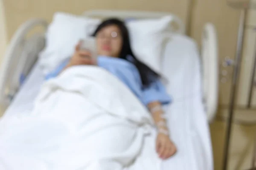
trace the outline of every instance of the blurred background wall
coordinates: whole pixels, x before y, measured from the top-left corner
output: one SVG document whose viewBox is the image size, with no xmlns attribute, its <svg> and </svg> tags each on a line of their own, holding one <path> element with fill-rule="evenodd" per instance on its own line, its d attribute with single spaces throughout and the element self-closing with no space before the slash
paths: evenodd
<svg viewBox="0 0 256 170">
<path fill-rule="evenodd" d="M 0 63 L 4 55 L 7 43 L 6 23 L 3 0 L 0 0 Z"/>
<path fill-rule="evenodd" d="M 9 42 L 20 24 L 32 18 L 42 18 L 49 23 L 56 11 L 80 14 L 84 11 L 93 9 L 133 10 L 168 11 L 176 14 L 186 23 L 187 34 L 195 40 L 199 48 L 204 25 L 208 22 L 212 22 L 215 25 L 218 34 L 221 71 L 224 69 L 221 65 L 224 58 L 228 57 L 233 59 L 235 56 L 240 11 L 229 7 L 225 0 L 0 0 L 3 3 L 3 4 L 0 3 L 0 44 L 3 43 L 3 47 L 5 46 L 5 40 Z M 4 11 L 1 8 L 3 5 Z M 253 25 L 255 22 L 252 18 L 256 20 L 255 20 L 256 13 L 249 12 L 247 16 L 248 20 L 253 21 L 248 23 L 248 25 Z M 7 33 L 6 33 L 3 28 L 6 28 Z M 244 87 L 248 85 L 251 77 L 250 61 L 253 57 L 252 51 L 254 51 L 256 39 L 255 37 L 256 34 L 253 29 L 249 26 L 247 27 L 244 55 L 244 58 L 248 60 L 243 60 L 241 72 L 242 78 L 239 84 L 238 104 L 236 106 L 235 111 L 236 116 L 239 117 L 240 115 L 247 117 L 250 120 L 253 119 L 252 117 L 246 116 L 250 113 L 245 106 L 248 92 L 244 89 Z M 2 49 L 2 47 L 0 45 L 0 54 L 4 50 Z M 228 71 L 229 76 L 231 77 L 233 70 L 230 69 Z M 222 117 L 226 116 L 227 113 L 230 82 L 231 79 L 228 79 L 224 83 L 220 81 L 218 115 Z M 256 99 L 256 94 L 254 98 Z M 256 106 L 256 99 L 254 105 Z M 221 169 L 224 129 L 224 123 L 220 121 L 217 120 L 211 125 L 215 170 Z M 251 154 L 250 150 L 252 147 L 251 142 L 255 127 L 248 128 L 246 125 L 237 125 L 234 129 L 230 169 L 245 169 L 250 167 L 250 164 Z M 247 150 L 248 148 L 249 151 Z M 239 167 L 239 169 L 236 169 L 237 167 Z"/>
</svg>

================

Rewrite everything from the start of the data down through the line containing "0 63 L 4 55", putting "painted ceiling" in place of "blurred background wall" and keeping everything else the same. Leave out the pictures.

trace the outline of every instance of the painted ceiling
coordinates: whole pixels, x before y, measured from the top-left corner
output: one SVG document whose viewBox is the image size, with no xmlns attribute, its <svg> and </svg> tags each on a line of their own, holding one <path> element with fill-rule="evenodd" per instance on its own line, its d attribute with single spaces throughout and the element self-closing with no space before the slash
paths: evenodd
<svg viewBox="0 0 256 170">
<path fill-rule="evenodd" d="M 0 63 L 4 55 L 7 43 L 6 23 L 3 0 L 0 0 Z"/>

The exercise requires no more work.